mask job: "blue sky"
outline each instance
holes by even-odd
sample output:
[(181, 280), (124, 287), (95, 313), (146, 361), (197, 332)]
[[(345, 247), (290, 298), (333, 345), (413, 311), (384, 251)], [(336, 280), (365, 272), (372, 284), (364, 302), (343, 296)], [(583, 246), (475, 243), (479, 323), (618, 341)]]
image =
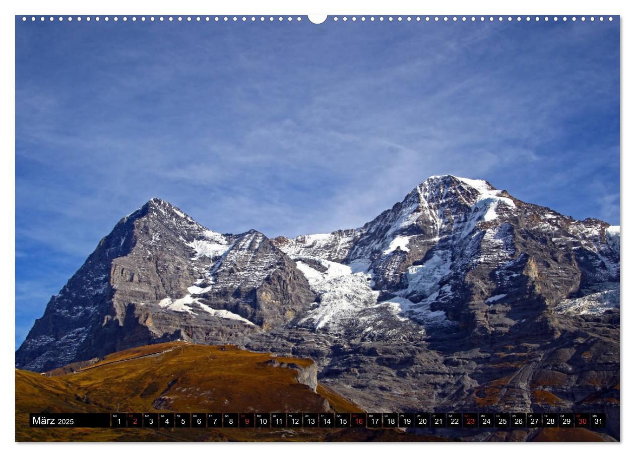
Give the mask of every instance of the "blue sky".
[(153, 196), (292, 236), (452, 174), (619, 224), (618, 22), (17, 19), (16, 344)]

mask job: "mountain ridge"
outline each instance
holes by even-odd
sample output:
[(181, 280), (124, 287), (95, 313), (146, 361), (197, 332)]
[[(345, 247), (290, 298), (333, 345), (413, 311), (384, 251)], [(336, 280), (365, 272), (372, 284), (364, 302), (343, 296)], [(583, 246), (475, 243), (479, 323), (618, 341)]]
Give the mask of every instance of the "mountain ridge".
[(293, 238), (221, 234), (155, 198), (51, 299), (16, 364), (181, 339), (311, 358), (366, 409), (552, 408), (540, 392), (612, 408), (619, 236), (452, 176), (361, 227)]

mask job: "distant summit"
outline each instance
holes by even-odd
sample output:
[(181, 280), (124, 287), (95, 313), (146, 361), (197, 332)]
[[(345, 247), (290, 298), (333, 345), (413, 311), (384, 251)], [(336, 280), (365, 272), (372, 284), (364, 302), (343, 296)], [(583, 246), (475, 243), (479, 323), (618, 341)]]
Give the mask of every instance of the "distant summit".
[(369, 410), (610, 408), (619, 275), (618, 227), (480, 179), (432, 176), (362, 227), (293, 239), (218, 233), (152, 198), (51, 299), (16, 366), (230, 343), (310, 357)]

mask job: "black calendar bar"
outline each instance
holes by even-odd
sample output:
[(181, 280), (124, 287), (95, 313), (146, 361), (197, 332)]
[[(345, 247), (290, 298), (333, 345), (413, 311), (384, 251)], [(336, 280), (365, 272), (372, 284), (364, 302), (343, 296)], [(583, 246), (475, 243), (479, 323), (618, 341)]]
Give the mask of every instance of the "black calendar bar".
[(109, 413), (36, 413), (29, 415), (29, 425), (37, 428), (109, 427)]
[(606, 427), (605, 413), (80, 413), (29, 415), (32, 427), (479, 428)]

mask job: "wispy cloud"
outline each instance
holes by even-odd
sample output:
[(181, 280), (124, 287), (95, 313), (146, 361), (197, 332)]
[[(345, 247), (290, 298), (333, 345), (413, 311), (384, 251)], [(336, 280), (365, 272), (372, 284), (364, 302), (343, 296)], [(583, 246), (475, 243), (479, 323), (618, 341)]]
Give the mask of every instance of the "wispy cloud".
[(34, 310), (152, 196), (295, 236), (451, 173), (619, 222), (617, 24), (37, 25), (16, 53), (17, 281), (50, 279)]

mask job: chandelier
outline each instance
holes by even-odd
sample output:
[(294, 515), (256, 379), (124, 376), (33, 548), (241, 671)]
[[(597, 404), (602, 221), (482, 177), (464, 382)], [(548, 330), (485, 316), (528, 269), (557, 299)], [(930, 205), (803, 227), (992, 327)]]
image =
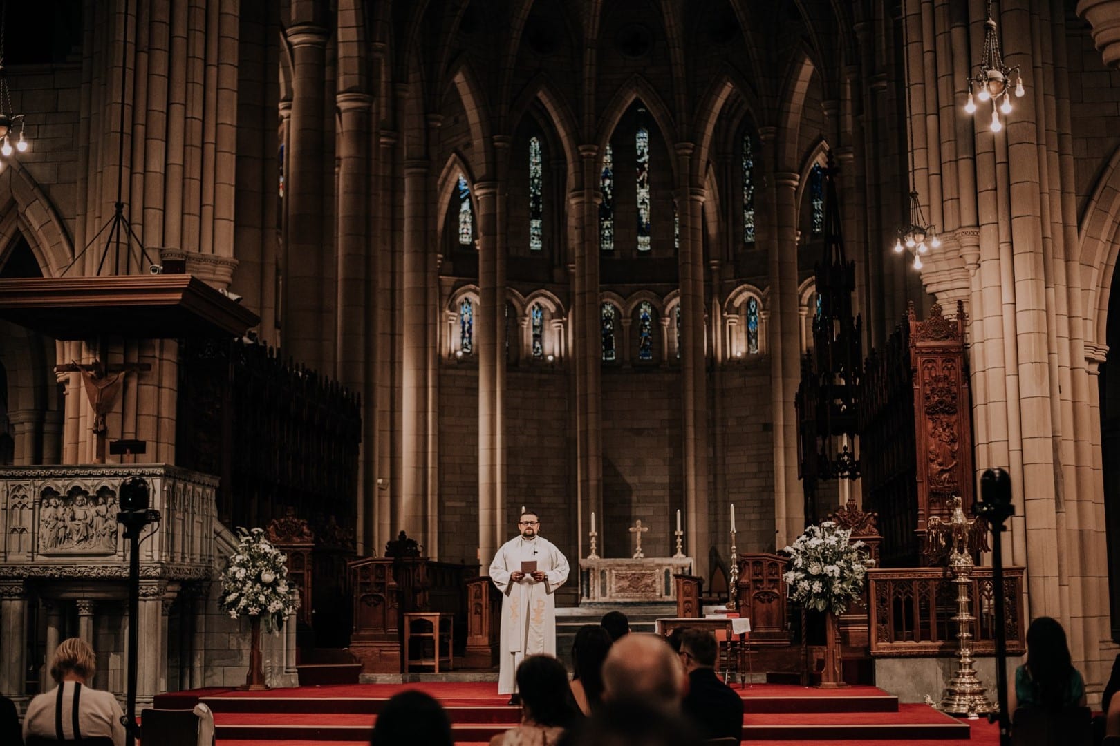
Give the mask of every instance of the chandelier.
[[(8, 89), (8, 74), (3, 65), (4, 31), (8, 28), (7, 11), (8, 4), (4, 3), (3, 9), (0, 10), (0, 153), (3, 153), (4, 158), (11, 155), (13, 150), (26, 152), (29, 144), (24, 136), (24, 115), (13, 113), (11, 107), (11, 92)], [(17, 125), (19, 126), (19, 140), (12, 148), (11, 138), (16, 134)]]
[[(977, 110), (972, 94), (981, 102), (991, 102), (991, 131), (999, 132), (1004, 129), (999, 121), (999, 113), (1011, 113), (1011, 82), (1015, 82), (1015, 96), (1021, 98), (1026, 91), (1023, 88), (1023, 76), (1019, 75), (1019, 66), (1007, 67), (1004, 64), (1004, 55), (999, 50), (999, 36), (996, 34), (996, 21), (991, 18), (991, 0), (988, 0), (988, 20), (984, 21), (983, 32), (983, 55), (980, 64), (976, 66), (972, 77), (969, 78), (969, 101), (964, 104), (964, 111), (972, 114)], [(1000, 103), (1002, 100), (1002, 103)]]
[[(928, 242), (928, 243), (926, 243)], [(903, 248), (908, 248), (914, 254), (914, 268), (922, 268), (922, 255), (931, 248), (941, 246), (937, 232), (926, 224), (925, 215), (922, 213), (922, 202), (917, 198), (917, 189), (911, 189), (911, 214), (909, 225), (898, 229), (898, 240), (895, 242), (895, 254), (902, 254)]]

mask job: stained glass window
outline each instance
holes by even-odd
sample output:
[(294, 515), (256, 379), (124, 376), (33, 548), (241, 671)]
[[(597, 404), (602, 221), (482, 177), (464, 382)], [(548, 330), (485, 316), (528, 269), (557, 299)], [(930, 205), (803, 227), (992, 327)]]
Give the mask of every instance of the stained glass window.
[(544, 309), (540, 303), (533, 305), (533, 357), (544, 357)]
[(676, 329), (676, 359), (681, 359), (681, 304), (673, 309), (673, 327)]
[(599, 174), (603, 201), (599, 204), (599, 251), (615, 251), (615, 159), (607, 143), (603, 153), (603, 173)]
[(615, 310), (614, 303), (607, 302), (603, 304), (600, 323), (603, 328), (604, 362), (613, 362), (615, 360), (615, 321), (617, 320), (617, 315), (618, 311)]
[(758, 300), (747, 301), (747, 352), (758, 353)]
[(809, 172), (809, 197), (813, 207), (813, 233), (824, 233), (824, 169), (818, 163)]
[(650, 251), (650, 131), (644, 126), (634, 135), (637, 187), (637, 251)]
[(755, 151), (750, 135), (743, 136), (743, 243), (755, 243)]
[(541, 170), (541, 141), (529, 140), (529, 251), (544, 248), (544, 176)]
[(681, 251), (681, 213), (673, 202), (673, 248)]
[(637, 306), (637, 359), (653, 360), (653, 306), (642, 301)]
[(474, 240), (474, 220), (470, 213), (470, 186), (461, 173), (455, 186), (459, 198), (459, 245), (469, 246)]
[(459, 303), (459, 350), (470, 355), (475, 349), (475, 311), (470, 299), (465, 298)]

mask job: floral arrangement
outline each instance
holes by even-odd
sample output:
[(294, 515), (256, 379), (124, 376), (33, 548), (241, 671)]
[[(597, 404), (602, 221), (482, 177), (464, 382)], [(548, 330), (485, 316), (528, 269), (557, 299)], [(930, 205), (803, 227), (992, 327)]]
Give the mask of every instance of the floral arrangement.
[(237, 550), (222, 573), (218, 605), (230, 618), (261, 616), (268, 627), (283, 625), (293, 607), (288, 587), (288, 557), (264, 538), (264, 530), (237, 529)]
[(850, 541), (851, 530), (833, 521), (810, 526), (786, 547), (790, 570), (783, 576), (790, 599), (819, 612), (843, 614), (864, 592), (867, 566), (862, 541)]

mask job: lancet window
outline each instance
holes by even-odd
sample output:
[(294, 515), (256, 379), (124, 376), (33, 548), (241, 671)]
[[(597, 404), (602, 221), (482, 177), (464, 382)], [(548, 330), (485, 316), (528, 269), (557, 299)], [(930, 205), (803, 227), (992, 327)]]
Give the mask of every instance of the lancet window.
[(615, 159), (610, 143), (603, 153), (603, 172), (599, 174), (599, 251), (615, 251)]
[(544, 248), (544, 174), (541, 166), (541, 141), (529, 140), (529, 251)]
[(618, 321), (618, 309), (609, 301), (603, 304), (600, 312), (600, 325), (603, 330), (603, 361), (614, 362), (615, 355), (615, 324)]
[(459, 245), (469, 246), (474, 239), (474, 216), (470, 208), (470, 186), (461, 173), (455, 186), (459, 199)]

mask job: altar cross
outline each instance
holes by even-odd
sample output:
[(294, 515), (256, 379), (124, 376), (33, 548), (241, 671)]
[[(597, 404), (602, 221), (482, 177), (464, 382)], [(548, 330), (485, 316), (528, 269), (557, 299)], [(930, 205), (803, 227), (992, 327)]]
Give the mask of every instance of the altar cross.
[(645, 559), (645, 555), (642, 554), (642, 535), (650, 530), (648, 526), (642, 526), (642, 519), (634, 521), (631, 526), (629, 532), (634, 535), (634, 559)]

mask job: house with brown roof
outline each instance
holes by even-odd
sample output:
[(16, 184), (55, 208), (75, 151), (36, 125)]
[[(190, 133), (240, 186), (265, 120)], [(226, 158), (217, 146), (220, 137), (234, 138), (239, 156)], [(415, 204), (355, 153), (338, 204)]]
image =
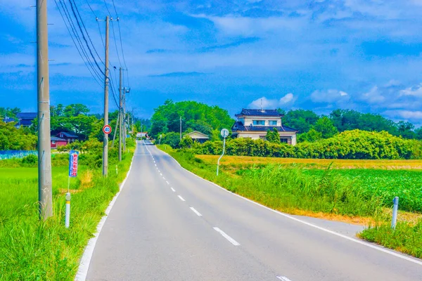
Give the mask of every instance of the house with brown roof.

####################

### WRITTEN TASK
Could you return, unchanged, every line from the very first one through the line with "19), (16, 344)]", including both, and leave the pictures out?

### WORKED SOLUTION
mask job: "blue sky"
outline each instance
holes by even-odd
sample output:
[(181, 280), (124, 287), (95, 313), (146, 361), (197, 332)]
[[(345, 247), (290, 298), (333, 345), (413, 311), (384, 251)], [(336, 280), (365, 272), (372, 284), (364, 302), (343, 296)], [(583, 246), (475, 243), (479, 323), (618, 341)]]
image =
Give the mask of every instance of the "blue sky".
[(153, 196), (292, 236), (452, 174), (619, 224), (618, 22), (17, 19), (16, 344)]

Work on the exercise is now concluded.